+++ Listed entries

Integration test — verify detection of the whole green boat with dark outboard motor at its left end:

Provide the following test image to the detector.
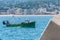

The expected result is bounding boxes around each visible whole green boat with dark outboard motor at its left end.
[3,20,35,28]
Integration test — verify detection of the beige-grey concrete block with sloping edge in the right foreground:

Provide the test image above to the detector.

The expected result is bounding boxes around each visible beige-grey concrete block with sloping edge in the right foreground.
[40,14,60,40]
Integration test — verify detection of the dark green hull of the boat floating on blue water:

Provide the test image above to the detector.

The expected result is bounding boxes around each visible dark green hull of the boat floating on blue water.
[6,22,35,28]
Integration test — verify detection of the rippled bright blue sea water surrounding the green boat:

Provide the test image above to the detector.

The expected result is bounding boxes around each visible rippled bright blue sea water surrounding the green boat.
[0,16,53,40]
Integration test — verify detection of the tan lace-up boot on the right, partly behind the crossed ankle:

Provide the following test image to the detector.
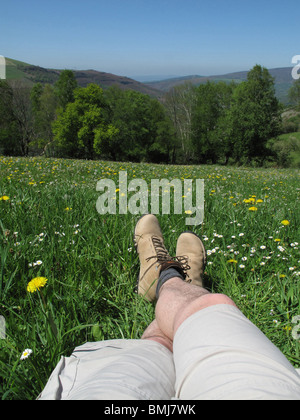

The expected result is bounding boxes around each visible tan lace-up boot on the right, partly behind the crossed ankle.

++++++

### Problem to solve
Which lines in the entries above contain "boot"? Pull each of them out.

### Your response
Integration test — verify detection of the tan lace-up boot on the right, partly behind the crossed ankle:
The expected result is bounding boxes around each visible tan lace-up boot on the right, partly behind the crossed ankle.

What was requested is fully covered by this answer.